- Task directions:
List the lines in the entries below, from the line containing "The query is: deer nose" through the line containing "[251,352,315,376]", both included, as a numbered list with blank lines omitted.

- Records supplied:

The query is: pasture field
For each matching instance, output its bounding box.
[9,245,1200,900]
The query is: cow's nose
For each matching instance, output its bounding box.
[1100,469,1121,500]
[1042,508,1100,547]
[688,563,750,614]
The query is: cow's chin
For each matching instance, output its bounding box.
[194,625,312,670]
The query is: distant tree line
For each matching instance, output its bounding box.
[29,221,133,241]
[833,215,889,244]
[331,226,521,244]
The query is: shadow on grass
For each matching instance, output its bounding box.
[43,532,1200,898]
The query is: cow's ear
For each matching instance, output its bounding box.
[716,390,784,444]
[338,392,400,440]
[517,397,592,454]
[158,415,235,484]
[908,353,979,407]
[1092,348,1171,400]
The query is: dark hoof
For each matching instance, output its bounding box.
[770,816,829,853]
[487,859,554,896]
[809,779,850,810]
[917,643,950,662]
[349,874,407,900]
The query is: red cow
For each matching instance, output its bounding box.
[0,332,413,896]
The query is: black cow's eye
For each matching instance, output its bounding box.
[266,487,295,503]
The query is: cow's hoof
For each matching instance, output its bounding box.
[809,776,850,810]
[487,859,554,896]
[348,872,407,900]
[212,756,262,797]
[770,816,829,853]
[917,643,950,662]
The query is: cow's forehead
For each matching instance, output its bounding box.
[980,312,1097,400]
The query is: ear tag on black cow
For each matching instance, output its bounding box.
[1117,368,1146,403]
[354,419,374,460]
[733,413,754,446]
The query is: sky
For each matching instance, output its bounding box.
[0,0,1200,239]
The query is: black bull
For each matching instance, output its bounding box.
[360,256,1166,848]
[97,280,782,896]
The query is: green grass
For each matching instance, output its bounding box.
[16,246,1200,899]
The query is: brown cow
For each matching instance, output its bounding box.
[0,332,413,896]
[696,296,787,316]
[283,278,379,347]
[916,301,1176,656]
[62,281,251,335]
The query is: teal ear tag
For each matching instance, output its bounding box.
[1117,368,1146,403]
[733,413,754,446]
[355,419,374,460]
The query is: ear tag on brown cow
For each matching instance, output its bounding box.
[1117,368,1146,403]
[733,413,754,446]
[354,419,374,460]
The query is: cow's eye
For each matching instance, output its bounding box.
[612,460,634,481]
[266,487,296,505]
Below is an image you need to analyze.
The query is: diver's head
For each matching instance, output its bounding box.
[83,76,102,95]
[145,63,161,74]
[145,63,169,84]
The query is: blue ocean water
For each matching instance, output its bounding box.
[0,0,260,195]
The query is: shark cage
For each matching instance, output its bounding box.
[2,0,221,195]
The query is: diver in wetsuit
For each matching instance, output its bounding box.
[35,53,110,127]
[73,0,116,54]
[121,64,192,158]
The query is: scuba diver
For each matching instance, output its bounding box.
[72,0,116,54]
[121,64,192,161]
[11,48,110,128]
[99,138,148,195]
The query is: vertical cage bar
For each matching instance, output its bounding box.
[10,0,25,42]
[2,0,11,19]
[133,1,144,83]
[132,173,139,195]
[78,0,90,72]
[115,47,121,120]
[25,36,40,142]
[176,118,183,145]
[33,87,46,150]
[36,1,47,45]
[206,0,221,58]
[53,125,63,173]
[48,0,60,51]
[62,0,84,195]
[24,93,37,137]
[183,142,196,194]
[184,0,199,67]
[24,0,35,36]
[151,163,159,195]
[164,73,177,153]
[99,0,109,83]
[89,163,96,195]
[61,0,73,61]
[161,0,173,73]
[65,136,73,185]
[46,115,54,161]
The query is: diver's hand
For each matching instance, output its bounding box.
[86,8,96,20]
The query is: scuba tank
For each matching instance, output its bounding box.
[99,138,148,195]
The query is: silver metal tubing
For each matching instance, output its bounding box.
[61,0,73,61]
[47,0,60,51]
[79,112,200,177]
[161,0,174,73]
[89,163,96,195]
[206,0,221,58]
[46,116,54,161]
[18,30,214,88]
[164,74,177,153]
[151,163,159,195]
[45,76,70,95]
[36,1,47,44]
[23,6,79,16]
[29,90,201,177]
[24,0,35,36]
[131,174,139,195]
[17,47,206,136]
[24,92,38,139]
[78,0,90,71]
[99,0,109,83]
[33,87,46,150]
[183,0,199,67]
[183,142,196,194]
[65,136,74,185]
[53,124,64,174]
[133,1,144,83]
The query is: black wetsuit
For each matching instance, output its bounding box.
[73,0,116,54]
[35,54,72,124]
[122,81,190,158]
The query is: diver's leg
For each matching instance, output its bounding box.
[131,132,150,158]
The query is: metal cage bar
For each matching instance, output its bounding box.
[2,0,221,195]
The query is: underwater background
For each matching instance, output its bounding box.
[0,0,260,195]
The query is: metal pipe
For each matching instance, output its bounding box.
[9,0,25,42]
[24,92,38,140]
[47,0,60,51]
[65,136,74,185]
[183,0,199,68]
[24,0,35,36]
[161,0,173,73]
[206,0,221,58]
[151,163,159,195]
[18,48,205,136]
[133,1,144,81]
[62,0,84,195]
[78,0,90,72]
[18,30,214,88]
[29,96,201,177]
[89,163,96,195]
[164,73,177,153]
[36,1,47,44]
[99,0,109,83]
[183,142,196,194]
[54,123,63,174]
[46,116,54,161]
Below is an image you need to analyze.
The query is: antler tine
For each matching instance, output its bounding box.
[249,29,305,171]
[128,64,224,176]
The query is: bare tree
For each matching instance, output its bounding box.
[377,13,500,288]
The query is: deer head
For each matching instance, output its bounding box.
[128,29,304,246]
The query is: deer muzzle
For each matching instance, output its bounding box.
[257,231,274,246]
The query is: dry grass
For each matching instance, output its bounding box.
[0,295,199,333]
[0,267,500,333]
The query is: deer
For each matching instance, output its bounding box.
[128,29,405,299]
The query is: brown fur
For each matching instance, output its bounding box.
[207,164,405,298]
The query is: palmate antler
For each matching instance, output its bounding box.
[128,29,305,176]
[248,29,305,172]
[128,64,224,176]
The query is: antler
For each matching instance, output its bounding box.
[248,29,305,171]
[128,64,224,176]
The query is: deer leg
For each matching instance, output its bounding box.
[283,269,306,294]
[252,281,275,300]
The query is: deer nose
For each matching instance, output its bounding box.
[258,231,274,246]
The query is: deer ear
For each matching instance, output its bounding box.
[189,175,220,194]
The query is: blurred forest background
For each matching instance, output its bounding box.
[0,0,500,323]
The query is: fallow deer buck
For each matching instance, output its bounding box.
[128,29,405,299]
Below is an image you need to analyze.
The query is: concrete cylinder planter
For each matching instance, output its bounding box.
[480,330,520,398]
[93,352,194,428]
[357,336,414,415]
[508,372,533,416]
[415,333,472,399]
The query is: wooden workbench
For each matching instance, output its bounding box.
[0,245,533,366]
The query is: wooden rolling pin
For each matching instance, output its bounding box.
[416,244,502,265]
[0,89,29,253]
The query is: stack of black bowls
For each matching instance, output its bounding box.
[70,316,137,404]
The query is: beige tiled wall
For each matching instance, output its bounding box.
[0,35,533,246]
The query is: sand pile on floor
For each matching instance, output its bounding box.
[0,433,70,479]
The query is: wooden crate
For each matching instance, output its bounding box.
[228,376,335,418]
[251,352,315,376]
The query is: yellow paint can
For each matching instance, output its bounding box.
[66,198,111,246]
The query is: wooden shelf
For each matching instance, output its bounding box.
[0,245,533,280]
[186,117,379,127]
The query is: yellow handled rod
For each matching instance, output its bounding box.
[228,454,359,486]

- Answer to the problem:
1. The query is: deer nose
2. For each matching instance, output its bounding box.
3. [258,231,274,246]
4. The query is: deer ear
5. For each matching instance, output its bounding box.
6. [189,175,220,194]
7. The query is: blurred forest background
8. For each matching instance, output its bounding box.
9. [0,0,500,323]
10. The query is: fallow deer buck
11. For each matching instance, output its bounding box.
12. [128,29,405,299]
13. Below is an image you need to analyze.
14. The query is: concrete cylinder planter
15. For each matching instance, output its bounding box.
16. [480,330,520,398]
17. [93,352,194,428]
18. [357,336,414,415]
19. [508,372,533,416]
20. [415,333,472,399]
21. The query is: wooden workbench
22. For each matching instance, output its bounding box.
23. [0,245,533,366]
24. The query is: wooden rolling pin
25. For each matching instance, output its bounding box.
26. [416,244,502,265]
27. [0,89,29,253]
28. The query is: stack of black bowls
29. For each matching instance, output its bounding box.
30. [70,316,137,404]
31. The query is: beige tiled wall
32. For each matching instance, output its bounding box.
33. [0,35,533,246]
34. The query is: sand pile on floor
35. For each matching instance, output its bounding box.
36. [0,433,70,479]
37. The query is: wooden crate
38. For each matching instance, output its bounding box.
39. [228,376,335,418]
40. [251,352,315,376]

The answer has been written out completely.